SUPPLIED ENTRIES:
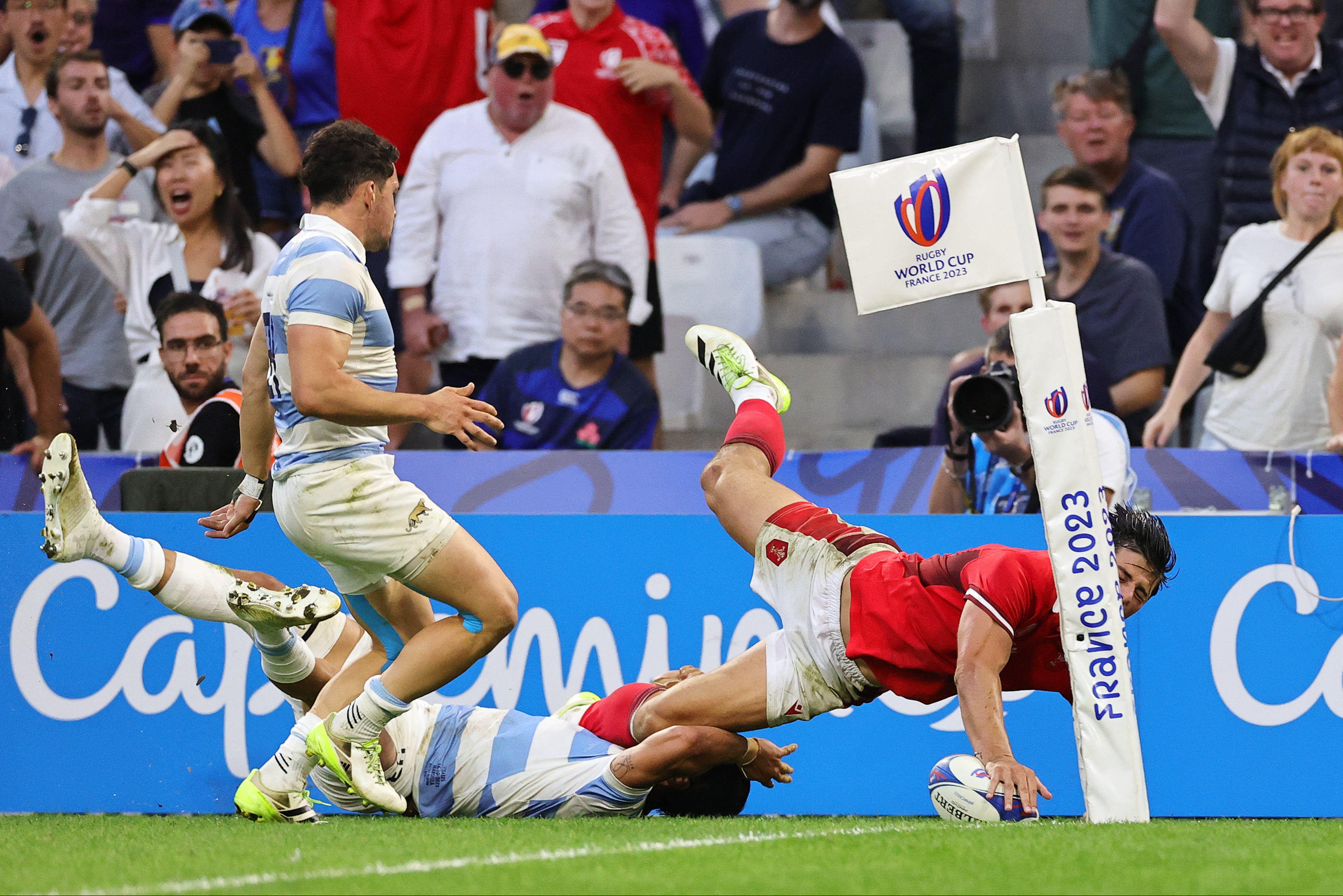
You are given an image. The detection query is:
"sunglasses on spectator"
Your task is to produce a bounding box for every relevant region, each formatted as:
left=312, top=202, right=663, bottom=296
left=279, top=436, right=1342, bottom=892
left=164, top=336, right=224, bottom=357
left=1255, top=7, right=1318, bottom=24
left=14, top=106, right=38, bottom=159
left=564, top=302, right=626, bottom=324
left=499, top=57, right=554, bottom=81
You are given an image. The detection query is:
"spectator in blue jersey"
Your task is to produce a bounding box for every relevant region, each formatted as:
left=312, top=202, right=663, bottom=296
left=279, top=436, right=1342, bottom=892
left=1041, top=68, right=1203, bottom=355
left=481, top=261, right=658, bottom=449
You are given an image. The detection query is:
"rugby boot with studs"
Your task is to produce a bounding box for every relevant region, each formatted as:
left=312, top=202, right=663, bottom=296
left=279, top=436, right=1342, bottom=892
left=685, top=324, right=792, bottom=414
left=234, top=769, right=325, bottom=825
left=228, top=579, right=341, bottom=629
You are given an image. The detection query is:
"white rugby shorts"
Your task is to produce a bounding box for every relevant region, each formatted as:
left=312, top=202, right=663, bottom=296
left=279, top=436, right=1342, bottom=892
left=274, top=454, right=459, bottom=595
left=751, top=501, right=900, bottom=727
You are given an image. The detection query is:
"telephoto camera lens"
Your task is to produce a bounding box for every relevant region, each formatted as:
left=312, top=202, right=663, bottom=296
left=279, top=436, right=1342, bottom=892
left=951, top=361, right=1016, bottom=433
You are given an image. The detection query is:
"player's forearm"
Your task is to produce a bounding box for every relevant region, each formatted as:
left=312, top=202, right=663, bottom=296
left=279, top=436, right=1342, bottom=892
left=956, top=662, right=1013, bottom=763
left=238, top=327, right=275, bottom=480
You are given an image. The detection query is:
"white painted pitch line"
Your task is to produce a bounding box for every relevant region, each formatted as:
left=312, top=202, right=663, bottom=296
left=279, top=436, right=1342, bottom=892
left=81, top=825, right=913, bottom=896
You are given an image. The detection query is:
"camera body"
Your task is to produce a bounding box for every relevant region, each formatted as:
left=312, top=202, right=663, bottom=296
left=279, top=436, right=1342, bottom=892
left=951, top=361, right=1021, bottom=433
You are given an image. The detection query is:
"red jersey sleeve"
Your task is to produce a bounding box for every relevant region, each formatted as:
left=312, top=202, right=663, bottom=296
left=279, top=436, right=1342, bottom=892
left=960, top=545, right=1057, bottom=638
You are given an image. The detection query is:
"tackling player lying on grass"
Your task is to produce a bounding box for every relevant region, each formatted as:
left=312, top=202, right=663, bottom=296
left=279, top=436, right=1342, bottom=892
left=272, top=700, right=796, bottom=821
left=631, top=325, right=1175, bottom=811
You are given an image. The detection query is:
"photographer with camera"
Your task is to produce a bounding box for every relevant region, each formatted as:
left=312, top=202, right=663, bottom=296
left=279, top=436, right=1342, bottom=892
left=928, top=324, right=1137, bottom=513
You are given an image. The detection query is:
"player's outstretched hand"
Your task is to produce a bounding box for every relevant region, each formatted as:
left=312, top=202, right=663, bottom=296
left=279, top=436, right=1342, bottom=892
left=985, top=759, right=1054, bottom=815
left=741, top=737, right=798, bottom=787
left=196, top=495, right=261, bottom=539
left=424, top=383, right=504, bottom=451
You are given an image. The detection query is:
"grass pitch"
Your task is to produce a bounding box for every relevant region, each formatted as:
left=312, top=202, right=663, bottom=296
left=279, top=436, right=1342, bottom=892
left=0, top=815, right=1343, bottom=893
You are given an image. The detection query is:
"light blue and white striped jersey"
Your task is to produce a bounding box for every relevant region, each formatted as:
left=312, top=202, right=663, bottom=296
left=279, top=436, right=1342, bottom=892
left=313, top=700, right=649, bottom=818
left=261, top=215, right=396, bottom=474
left=415, top=705, right=649, bottom=818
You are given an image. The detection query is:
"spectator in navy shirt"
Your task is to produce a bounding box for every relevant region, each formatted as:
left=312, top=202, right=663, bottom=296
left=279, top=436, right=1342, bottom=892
left=661, top=0, right=864, bottom=286
left=481, top=261, right=658, bottom=449
left=1042, top=68, right=1203, bottom=355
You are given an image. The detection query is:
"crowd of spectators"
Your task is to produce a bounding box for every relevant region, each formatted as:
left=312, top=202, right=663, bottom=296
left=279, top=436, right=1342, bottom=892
left=0, top=0, right=1343, bottom=526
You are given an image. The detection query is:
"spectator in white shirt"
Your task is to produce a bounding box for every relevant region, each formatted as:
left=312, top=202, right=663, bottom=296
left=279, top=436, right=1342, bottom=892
left=64, top=122, right=279, bottom=453
left=0, top=0, right=164, bottom=169
left=387, top=25, right=651, bottom=440
left=1143, top=126, right=1343, bottom=451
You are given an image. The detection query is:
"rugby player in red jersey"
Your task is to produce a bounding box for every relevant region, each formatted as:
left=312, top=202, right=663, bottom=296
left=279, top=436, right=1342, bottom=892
left=580, top=325, right=1174, bottom=811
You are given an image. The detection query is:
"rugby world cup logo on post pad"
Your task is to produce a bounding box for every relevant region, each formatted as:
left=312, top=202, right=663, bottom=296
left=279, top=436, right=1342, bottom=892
left=888, top=168, right=951, bottom=246
left=1045, top=386, right=1068, bottom=420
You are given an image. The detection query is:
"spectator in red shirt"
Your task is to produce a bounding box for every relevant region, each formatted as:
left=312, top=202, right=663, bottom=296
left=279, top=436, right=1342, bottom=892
left=532, top=0, right=713, bottom=383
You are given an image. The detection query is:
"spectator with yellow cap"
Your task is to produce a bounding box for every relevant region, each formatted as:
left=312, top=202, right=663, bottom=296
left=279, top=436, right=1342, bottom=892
left=387, top=24, right=651, bottom=446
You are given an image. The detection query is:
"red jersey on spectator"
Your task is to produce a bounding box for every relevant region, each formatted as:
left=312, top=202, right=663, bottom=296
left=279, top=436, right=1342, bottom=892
left=532, top=5, right=701, bottom=254
left=332, top=0, right=494, bottom=176
left=846, top=544, right=1072, bottom=703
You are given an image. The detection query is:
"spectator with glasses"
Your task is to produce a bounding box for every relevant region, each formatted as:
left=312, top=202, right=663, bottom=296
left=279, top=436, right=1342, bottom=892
left=387, top=25, right=651, bottom=447
left=481, top=261, right=658, bottom=449
left=64, top=121, right=279, bottom=451
left=0, top=0, right=164, bottom=170
left=156, top=293, right=254, bottom=467
left=1155, top=0, right=1343, bottom=255
left=0, top=50, right=156, bottom=451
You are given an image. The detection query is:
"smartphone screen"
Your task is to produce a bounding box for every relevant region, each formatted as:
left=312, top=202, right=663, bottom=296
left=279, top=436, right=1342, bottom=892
left=206, top=38, right=243, bottom=66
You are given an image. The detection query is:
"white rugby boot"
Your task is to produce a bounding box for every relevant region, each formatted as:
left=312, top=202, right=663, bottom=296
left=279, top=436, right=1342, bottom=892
left=38, top=433, right=113, bottom=563
left=685, top=324, right=792, bottom=414
left=228, top=579, right=341, bottom=629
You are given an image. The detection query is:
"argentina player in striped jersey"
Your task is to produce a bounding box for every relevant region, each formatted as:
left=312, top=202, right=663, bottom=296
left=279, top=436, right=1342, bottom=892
left=200, top=121, right=517, bottom=815
left=313, top=700, right=796, bottom=818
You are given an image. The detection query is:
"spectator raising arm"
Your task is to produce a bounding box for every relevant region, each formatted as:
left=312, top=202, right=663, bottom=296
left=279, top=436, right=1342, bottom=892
left=662, top=141, right=844, bottom=234
left=1154, top=0, right=1217, bottom=94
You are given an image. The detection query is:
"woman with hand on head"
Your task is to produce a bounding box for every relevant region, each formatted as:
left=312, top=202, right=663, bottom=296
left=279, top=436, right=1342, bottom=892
left=64, top=121, right=279, bottom=451
left=1143, top=126, right=1343, bottom=453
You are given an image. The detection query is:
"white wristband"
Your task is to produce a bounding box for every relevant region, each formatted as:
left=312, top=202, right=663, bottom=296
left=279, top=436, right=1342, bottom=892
left=238, top=473, right=266, bottom=501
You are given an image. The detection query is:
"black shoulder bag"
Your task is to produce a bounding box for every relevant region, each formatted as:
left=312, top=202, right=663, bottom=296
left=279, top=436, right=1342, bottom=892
left=1203, top=225, right=1334, bottom=377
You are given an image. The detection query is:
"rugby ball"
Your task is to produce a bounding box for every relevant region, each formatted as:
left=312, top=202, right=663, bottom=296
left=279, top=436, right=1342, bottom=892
left=928, top=753, right=1038, bottom=823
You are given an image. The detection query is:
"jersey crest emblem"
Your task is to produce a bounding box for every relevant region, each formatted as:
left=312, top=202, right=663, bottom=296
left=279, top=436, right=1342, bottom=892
left=406, top=498, right=429, bottom=532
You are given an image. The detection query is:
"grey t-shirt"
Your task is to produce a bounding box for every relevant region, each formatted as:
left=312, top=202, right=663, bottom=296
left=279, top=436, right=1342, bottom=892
left=1045, top=246, right=1171, bottom=383
left=0, top=154, right=156, bottom=390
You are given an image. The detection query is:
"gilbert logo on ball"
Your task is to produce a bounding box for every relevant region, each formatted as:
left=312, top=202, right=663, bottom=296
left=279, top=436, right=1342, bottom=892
left=830, top=137, right=1045, bottom=314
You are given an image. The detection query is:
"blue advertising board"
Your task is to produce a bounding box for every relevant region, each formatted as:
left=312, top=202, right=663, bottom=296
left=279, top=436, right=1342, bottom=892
left=0, top=513, right=1343, bottom=815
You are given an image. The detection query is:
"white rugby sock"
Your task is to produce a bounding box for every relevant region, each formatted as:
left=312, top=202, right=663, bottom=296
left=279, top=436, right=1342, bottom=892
left=728, top=380, right=779, bottom=408
left=152, top=553, right=252, bottom=634
left=252, top=626, right=317, bottom=684
left=330, top=676, right=411, bottom=744
left=261, top=712, right=321, bottom=791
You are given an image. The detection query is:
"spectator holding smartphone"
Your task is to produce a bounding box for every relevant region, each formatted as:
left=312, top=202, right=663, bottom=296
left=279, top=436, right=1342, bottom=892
left=145, top=0, right=302, bottom=226
left=64, top=121, right=279, bottom=451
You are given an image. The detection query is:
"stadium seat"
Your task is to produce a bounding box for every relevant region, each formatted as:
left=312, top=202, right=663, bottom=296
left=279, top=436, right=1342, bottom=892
left=654, top=234, right=764, bottom=430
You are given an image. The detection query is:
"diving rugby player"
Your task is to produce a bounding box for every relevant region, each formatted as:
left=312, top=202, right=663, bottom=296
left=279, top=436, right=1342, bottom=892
left=202, top=120, right=517, bottom=811
left=617, top=325, right=1175, bottom=811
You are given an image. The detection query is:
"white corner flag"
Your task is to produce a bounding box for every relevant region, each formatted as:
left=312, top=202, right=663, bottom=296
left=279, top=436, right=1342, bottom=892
left=830, top=137, right=1148, bottom=823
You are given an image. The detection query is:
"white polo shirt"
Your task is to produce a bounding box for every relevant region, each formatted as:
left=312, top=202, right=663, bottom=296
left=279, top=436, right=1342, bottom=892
left=387, top=100, right=653, bottom=361
left=0, top=52, right=166, bottom=170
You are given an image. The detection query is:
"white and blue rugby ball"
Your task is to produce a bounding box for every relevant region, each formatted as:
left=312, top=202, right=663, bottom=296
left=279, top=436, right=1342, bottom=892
left=928, top=753, right=1038, bottom=823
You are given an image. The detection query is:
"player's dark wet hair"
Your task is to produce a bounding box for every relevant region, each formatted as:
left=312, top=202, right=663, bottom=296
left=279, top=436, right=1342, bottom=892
left=644, top=766, right=751, bottom=818
left=1109, top=504, right=1175, bottom=594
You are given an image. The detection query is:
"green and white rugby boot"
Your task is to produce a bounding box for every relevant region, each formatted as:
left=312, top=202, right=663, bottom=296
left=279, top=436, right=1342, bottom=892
left=38, top=433, right=111, bottom=563
left=306, top=712, right=406, bottom=815
left=234, top=769, right=325, bottom=825
left=228, top=579, right=341, bottom=629
left=685, top=324, right=792, bottom=414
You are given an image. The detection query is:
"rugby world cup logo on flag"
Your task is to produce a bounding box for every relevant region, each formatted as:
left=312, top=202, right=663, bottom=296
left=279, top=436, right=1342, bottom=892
left=888, top=168, right=951, bottom=247
left=1045, top=386, right=1068, bottom=420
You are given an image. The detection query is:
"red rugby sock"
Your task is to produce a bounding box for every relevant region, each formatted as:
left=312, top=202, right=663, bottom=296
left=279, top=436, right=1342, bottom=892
left=723, top=398, right=787, bottom=476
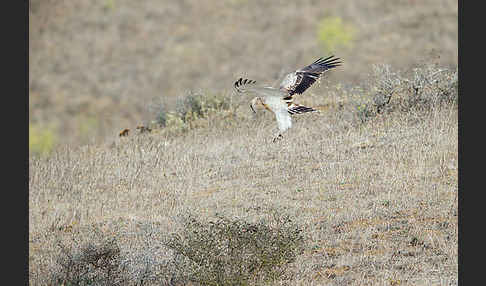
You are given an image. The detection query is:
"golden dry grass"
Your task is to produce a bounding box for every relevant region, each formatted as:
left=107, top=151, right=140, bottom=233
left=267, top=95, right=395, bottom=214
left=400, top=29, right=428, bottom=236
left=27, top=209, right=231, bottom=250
left=29, top=85, right=457, bottom=285
left=29, top=0, right=458, bottom=149
left=29, top=0, right=458, bottom=285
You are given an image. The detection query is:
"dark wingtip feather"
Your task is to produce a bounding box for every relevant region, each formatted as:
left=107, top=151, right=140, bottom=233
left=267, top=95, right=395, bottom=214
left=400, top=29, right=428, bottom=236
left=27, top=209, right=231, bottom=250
left=233, top=77, right=256, bottom=92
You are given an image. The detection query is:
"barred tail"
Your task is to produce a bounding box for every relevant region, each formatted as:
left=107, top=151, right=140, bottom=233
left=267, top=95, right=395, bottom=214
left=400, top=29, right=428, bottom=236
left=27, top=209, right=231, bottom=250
left=233, top=77, right=256, bottom=92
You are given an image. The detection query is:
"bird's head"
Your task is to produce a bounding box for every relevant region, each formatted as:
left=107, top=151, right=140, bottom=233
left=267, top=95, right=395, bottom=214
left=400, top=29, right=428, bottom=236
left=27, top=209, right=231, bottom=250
left=250, top=97, right=261, bottom=113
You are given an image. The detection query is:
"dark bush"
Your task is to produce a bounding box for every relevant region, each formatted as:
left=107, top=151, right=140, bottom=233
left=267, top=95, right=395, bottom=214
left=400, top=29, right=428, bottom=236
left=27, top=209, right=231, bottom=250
left=166, top=213, right=304, bottom=285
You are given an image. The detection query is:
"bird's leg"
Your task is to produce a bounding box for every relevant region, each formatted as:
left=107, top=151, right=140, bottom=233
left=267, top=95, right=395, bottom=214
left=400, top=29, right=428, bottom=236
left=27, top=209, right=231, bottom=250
left=273, top=133, right=283, bottom=142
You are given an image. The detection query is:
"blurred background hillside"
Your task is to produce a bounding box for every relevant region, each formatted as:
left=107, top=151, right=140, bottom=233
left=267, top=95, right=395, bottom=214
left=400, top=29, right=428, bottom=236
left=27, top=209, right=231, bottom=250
left=29, top=0, right=458, bottom=151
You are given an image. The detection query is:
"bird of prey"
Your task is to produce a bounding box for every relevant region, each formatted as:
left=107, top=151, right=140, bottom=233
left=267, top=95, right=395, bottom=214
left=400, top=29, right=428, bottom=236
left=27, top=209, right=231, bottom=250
left=234, top=56, right=342, bottom=142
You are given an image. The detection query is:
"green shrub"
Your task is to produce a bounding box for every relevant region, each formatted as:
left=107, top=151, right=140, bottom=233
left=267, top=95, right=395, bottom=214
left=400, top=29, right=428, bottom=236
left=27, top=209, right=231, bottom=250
left=166, top=213, right=304, bottom=285
left=29, top=124, right=57, bottom=155
left=317, top=17, right=355, bottom=53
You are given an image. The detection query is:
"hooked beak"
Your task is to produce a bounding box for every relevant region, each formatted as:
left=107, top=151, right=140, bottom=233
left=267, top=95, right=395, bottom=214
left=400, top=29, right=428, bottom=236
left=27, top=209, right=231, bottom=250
left=250, top=97, right=258, bottom=113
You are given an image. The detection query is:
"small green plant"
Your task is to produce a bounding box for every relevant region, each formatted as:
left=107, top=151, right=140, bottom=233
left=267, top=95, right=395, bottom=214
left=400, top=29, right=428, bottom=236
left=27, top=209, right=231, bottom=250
left=317, top=17, right=356, bottom=53
left=29, top=124, right=57, bottom=155
left=166, top=213, right=304, bottom=285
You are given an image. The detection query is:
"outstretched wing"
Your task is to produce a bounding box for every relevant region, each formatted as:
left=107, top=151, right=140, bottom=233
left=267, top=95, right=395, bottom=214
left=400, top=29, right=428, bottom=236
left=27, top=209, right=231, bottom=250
left=287, top=103, right=317, bottom=114
left=233, top=77, right=256, bottom=92
left=280, top=56, right=341, bottom=96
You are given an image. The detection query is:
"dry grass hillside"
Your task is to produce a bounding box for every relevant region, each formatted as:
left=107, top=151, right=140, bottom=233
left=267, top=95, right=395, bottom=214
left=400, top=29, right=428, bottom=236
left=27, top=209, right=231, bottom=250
left=29, top=0, right=458, bottom=154
left=29, top=60, right=458, bottom=285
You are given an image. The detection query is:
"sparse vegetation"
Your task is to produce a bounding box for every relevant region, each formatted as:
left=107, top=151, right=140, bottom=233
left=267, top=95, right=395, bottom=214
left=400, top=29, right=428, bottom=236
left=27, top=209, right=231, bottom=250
left=167, top=213, right=304, bottom=285
left=28, top=0, right=459, bottom=285
left=357, top=64, right=458, bottom=122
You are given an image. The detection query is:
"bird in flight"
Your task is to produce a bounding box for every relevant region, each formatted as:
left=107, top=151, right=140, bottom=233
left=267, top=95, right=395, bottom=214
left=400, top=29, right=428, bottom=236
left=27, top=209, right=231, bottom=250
left=234, top=56, right=342, bottom=142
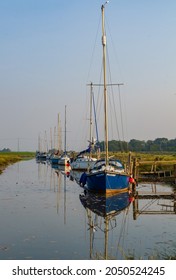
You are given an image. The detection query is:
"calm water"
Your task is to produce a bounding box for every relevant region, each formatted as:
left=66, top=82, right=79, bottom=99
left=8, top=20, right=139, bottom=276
left=0, top=160, right=176, bottom=260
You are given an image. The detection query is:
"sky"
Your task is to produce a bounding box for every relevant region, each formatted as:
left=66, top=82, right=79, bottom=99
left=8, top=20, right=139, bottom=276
left=0, top=0, right=176, bottom=151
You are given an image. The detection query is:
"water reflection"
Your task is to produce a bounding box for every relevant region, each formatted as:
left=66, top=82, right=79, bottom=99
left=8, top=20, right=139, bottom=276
left=80, top=191, right=133, bottom=259
left=0, top=160, right=176, bottom=260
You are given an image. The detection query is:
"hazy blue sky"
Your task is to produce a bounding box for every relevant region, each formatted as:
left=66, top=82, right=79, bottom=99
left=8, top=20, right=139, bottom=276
left=0, top=0, right=176, bottom=150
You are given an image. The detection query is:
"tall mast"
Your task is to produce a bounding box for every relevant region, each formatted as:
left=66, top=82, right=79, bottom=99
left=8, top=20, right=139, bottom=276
left=101, top=1, right=109, bottom=165
left=64, top=105, right=67, bottom=154
left=89, top=83, right=93, bottom=144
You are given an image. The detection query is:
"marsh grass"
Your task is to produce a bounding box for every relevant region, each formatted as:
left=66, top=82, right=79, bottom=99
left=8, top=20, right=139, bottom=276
left=0, top=152, right=35, bottom=173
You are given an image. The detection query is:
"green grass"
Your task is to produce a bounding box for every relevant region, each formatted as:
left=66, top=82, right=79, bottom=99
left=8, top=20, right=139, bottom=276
left=0, top=152, right=35, bottom=173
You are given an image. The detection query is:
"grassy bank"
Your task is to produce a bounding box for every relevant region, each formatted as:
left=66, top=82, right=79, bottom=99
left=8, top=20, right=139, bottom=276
left=0, top=152, right=35, bottom=173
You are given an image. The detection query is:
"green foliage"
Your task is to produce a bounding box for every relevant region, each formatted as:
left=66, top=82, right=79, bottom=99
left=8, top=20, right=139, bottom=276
left=100, top=138, right=176, bottom=153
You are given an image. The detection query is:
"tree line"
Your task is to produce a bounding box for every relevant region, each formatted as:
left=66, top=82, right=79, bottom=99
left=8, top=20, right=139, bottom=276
left=99, top=138, right=176, bottom=152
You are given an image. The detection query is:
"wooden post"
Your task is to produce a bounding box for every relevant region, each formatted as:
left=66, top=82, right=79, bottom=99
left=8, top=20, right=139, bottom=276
left=132, top=158, right=137, bottom=194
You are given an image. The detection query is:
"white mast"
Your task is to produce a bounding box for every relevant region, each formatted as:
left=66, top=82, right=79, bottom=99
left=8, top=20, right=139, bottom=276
left=101, top=1, right=109, bottom=165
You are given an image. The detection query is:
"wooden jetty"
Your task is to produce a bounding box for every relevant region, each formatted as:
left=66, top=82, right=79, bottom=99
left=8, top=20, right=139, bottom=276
left=130, top=158, right=176, bottom=184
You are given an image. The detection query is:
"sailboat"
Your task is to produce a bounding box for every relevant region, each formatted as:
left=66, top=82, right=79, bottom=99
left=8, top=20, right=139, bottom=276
left=79, top=191, right=132, bottom=260
left=84, top=1, right=130, bottom=193
left=71, top=83, right=97, bottom=171
left=58, top=105, right=70, bottom=166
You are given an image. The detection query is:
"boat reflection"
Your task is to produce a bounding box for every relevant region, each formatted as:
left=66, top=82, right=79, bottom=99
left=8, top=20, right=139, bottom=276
left=79, top=191, right=133, bottom=259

INSTRUCTIONS FOR THE TASK:
Rewrite the part of the data that opens with its first line and closes with the line containing "left=499, top=57, right=554, bottom=81", swapping "sunglasses" for "goggles" and keeping everything else unchanged. Leave the pictures out.

WRITTEN REPLY:
You are given an image. The detection query is:
"goggles on spectator"
Your task is to produce a bounding box for every relevant region, each formatted as:
left=312, top=202, right=663, bottom=296
left=279, top=436, right=1342, bottom=892
left=164, top=336, right=224, bottom=357
left=1255, top=7, right=1318, bottom=24
left=14, top=106, right=38, bottom=159
left=564, top=302, right=626, bottom=324
left=499, top=57, right=554, bottom=81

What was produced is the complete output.